=== SOURCE EXTRACT ===

Outward Migration of a Gas Accreting Planet: A Semi-Analytical Formula
Shigeru Ida, Ya-Ping Li, Jun-Peng Pan, Yi-Xian Chen, Douglas N. C. Lin

TL;DR
This paper derives a semi-analytical formula explaining conditions under which gas accreting planets undergo outward migration, challenging traditional inward migration models and helping to explain observed exoplanet distributions.
Contribution
It introduces a new semi-analytical formula for planetary migration that accounts for azimuthal asymmetry caused by planetary gas accretion, enabling broader application across different planet and disk conditions.
Findings
Outward migration occurs when the gap depth parameter is within a specific range.
Azimuthal asymmetry in corotation torque dominates over radial asymmetry.
The new formula can reproduce the observed pile-up of gas giants beyond 1 au.

=== SET PROBLEM 1 ===
Write out the passage from the summary of the planetary migration paper, starting at "Contribution" and ending at "and disk conditions.".

=== DATASET RECORDS ===
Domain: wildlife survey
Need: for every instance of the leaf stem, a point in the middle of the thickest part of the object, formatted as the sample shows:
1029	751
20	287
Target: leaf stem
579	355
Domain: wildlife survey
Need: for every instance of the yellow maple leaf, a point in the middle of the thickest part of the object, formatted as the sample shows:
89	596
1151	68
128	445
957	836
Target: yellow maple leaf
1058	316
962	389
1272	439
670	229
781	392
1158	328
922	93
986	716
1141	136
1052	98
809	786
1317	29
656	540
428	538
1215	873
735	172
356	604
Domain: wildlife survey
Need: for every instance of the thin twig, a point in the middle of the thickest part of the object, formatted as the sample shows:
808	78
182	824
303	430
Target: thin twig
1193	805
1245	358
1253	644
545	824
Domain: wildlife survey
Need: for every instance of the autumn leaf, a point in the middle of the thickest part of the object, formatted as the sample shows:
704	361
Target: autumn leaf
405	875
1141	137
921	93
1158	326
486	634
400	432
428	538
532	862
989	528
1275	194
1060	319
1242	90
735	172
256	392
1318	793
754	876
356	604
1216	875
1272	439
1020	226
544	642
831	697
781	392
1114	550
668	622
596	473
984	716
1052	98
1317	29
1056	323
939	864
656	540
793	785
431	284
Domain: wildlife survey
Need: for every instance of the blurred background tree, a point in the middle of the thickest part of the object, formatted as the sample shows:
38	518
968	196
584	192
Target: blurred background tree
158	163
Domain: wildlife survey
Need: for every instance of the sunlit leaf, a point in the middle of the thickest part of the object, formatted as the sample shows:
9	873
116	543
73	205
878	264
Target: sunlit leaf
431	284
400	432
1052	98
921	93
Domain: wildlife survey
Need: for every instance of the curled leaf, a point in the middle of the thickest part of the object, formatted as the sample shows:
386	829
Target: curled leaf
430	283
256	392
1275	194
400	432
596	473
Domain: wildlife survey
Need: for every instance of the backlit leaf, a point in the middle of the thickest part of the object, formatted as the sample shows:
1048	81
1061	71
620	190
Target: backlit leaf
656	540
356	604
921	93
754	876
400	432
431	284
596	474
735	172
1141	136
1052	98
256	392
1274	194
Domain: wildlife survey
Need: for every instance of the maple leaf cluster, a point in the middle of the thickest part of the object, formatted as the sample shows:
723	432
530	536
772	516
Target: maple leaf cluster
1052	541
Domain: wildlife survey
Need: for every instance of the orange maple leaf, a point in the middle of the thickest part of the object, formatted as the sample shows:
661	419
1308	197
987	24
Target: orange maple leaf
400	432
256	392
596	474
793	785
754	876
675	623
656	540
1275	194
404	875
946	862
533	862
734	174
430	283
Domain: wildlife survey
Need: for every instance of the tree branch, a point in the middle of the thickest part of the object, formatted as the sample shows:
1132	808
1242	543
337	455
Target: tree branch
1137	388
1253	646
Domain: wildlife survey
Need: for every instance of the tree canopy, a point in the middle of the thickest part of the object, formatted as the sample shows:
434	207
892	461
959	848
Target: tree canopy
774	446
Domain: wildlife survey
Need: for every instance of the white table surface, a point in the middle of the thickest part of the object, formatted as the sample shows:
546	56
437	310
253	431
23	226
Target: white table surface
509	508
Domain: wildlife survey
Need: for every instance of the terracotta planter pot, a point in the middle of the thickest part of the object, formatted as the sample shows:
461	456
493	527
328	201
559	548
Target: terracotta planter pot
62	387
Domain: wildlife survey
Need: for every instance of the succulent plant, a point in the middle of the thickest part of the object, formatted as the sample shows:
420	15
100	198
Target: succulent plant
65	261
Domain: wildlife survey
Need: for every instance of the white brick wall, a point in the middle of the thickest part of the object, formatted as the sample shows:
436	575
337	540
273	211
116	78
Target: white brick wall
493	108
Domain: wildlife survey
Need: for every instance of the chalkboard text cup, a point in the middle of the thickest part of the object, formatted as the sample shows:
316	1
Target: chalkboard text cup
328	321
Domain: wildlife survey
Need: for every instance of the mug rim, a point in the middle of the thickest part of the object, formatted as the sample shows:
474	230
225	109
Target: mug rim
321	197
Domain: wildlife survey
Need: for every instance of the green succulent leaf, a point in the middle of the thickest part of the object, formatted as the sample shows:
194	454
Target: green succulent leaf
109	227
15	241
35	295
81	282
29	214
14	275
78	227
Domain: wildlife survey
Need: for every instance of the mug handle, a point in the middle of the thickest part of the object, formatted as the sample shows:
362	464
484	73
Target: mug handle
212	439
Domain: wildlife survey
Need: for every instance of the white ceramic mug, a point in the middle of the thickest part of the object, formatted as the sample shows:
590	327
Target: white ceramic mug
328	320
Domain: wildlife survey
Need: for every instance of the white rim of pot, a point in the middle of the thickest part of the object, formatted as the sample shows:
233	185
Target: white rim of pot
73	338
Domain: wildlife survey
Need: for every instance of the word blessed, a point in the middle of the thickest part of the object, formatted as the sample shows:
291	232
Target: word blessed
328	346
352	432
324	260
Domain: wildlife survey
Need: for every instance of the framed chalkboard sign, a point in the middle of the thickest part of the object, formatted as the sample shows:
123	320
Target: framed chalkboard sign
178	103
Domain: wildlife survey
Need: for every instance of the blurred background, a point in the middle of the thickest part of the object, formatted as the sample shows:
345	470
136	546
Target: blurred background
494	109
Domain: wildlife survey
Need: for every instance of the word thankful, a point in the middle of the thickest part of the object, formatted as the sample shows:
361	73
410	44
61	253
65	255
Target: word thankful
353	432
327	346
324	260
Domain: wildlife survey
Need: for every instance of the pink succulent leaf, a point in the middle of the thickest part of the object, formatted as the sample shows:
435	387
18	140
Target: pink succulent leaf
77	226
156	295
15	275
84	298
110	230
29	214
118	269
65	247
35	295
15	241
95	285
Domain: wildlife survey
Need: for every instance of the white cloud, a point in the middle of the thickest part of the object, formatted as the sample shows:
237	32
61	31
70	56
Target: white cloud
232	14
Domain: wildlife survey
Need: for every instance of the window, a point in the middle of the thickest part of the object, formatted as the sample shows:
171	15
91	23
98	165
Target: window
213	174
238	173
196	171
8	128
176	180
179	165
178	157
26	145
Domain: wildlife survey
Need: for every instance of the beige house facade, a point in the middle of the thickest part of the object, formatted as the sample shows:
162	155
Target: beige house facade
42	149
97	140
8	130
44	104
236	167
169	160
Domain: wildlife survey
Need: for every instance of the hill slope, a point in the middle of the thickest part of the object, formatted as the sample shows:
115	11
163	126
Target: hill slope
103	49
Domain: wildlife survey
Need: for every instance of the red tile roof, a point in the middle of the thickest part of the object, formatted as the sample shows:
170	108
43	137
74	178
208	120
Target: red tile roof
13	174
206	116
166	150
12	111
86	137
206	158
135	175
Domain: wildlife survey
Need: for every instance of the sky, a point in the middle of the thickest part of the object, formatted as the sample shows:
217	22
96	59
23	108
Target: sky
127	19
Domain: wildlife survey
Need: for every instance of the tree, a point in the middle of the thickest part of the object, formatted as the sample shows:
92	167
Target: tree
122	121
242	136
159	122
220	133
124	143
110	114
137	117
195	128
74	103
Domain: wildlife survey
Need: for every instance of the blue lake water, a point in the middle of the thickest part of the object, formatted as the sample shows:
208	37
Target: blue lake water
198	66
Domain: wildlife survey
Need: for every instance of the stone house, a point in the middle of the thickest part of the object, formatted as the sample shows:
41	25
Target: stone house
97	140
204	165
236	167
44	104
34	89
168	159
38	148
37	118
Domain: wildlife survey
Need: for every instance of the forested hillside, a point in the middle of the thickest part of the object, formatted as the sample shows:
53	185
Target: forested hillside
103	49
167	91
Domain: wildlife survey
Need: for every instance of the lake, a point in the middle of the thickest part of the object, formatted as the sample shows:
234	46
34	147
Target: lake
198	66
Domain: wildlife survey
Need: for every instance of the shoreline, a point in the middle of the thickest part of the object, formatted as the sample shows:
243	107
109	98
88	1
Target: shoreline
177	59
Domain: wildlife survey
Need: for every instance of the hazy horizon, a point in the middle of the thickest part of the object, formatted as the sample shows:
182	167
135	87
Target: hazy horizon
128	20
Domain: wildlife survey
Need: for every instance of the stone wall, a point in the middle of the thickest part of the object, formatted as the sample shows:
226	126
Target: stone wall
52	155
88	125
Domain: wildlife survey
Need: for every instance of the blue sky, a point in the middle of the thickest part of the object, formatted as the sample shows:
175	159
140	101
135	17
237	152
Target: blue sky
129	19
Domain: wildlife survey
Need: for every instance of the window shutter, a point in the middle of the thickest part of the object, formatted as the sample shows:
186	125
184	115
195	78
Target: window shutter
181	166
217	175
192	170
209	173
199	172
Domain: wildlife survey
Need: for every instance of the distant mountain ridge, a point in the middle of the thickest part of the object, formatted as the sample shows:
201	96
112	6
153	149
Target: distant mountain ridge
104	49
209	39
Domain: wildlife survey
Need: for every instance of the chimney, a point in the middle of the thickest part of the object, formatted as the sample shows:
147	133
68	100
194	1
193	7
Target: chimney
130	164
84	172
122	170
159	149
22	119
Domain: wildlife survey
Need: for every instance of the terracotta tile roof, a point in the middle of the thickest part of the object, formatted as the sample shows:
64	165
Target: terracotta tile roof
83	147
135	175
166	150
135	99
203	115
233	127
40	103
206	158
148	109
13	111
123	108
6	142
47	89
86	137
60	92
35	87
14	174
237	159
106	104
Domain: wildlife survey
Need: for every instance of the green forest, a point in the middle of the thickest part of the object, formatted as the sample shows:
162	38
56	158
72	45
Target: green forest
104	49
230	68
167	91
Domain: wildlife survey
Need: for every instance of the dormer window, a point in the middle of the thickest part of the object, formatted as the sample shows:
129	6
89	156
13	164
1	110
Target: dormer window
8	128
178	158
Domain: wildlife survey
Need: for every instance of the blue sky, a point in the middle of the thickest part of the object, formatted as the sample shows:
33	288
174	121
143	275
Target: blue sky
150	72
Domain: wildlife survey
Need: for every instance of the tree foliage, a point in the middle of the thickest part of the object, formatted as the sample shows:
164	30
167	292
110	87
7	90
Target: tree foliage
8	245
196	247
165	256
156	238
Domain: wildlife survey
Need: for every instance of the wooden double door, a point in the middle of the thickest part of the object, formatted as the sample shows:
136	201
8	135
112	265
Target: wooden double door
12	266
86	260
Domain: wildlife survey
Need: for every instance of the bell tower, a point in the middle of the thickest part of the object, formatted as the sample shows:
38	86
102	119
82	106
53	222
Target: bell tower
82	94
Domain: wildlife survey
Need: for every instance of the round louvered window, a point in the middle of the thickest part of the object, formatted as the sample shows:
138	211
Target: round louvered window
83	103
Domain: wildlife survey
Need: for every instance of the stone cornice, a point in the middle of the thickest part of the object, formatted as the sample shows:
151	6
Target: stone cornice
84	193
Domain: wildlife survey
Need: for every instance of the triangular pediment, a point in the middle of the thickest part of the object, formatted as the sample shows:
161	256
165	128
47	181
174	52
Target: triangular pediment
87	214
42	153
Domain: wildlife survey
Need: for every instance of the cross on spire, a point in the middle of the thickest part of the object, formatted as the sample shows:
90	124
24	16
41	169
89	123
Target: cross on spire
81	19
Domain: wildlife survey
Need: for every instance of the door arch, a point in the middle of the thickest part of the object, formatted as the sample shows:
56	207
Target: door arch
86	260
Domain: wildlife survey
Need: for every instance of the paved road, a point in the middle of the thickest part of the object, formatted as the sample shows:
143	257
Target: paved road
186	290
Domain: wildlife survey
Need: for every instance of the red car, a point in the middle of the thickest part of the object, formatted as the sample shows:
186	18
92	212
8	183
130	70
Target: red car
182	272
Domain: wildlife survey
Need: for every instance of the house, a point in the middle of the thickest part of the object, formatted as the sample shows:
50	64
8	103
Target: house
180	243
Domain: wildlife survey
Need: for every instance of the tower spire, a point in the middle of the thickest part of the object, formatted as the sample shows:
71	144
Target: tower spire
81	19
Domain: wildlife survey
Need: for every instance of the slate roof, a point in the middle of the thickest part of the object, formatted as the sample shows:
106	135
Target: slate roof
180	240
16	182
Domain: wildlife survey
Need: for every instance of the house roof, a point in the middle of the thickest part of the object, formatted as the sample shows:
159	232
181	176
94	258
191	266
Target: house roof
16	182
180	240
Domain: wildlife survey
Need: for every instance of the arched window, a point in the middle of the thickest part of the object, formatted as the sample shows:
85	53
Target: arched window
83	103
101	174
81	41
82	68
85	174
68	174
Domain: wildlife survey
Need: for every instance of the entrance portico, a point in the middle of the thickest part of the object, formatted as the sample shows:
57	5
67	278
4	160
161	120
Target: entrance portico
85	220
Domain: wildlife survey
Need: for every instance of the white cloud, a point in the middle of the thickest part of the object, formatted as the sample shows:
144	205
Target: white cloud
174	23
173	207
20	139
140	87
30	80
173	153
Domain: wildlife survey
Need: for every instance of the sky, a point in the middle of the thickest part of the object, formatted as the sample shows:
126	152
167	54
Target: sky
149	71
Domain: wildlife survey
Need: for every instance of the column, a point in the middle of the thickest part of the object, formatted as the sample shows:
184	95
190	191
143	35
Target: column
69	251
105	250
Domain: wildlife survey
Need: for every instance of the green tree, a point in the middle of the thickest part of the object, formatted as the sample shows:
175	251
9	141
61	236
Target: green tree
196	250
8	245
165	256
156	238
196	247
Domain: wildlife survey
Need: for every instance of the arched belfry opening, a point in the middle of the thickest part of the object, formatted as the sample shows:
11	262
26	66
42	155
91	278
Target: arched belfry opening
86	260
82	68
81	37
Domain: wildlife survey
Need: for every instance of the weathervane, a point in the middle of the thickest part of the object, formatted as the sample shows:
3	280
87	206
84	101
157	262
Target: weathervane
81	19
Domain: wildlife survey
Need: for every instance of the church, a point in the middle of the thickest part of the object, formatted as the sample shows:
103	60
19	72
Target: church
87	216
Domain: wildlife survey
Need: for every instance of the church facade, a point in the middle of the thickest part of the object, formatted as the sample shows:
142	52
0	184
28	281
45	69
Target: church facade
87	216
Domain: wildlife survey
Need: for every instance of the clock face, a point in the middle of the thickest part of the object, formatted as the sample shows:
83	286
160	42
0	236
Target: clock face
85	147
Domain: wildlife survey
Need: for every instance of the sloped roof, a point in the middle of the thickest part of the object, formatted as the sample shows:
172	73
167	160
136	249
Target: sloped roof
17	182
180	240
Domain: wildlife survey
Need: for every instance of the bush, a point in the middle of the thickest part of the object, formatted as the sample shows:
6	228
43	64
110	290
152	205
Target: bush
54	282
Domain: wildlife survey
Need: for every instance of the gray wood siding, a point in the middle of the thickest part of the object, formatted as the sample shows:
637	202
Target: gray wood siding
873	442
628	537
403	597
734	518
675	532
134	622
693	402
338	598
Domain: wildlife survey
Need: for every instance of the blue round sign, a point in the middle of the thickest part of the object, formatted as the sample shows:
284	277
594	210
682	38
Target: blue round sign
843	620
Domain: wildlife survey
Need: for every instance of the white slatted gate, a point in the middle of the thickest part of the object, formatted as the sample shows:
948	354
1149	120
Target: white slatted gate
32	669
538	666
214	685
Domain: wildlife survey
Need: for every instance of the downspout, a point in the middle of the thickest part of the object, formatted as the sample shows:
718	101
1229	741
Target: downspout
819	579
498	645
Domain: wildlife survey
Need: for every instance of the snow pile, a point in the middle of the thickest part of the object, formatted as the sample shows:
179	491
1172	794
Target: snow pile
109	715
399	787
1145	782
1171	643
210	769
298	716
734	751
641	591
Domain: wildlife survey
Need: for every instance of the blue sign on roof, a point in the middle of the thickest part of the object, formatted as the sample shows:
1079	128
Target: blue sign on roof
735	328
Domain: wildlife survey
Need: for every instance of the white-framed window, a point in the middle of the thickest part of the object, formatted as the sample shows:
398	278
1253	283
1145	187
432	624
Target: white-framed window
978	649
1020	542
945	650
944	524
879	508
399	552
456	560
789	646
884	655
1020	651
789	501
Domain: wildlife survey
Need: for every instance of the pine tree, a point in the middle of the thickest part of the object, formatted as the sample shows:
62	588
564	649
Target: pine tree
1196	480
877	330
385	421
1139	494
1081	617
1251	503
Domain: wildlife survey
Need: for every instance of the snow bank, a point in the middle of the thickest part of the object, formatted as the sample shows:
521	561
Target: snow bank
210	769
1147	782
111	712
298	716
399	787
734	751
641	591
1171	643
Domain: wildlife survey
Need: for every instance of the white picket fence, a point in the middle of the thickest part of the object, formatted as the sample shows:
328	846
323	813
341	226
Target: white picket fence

=== SET PROBLEM 2 ===
How many lines of the records contain the string "green"? Give only the number.

=== FINAL ANSWER 1 ===
Contribution
It introduces a new semi-analytical formula for planetary migration that accounts for azimuthal asymmetry caused by planetary gas accretion, enabling broader application across different planet and disk conditions.

=== FINAL ANSWER 2 ===
6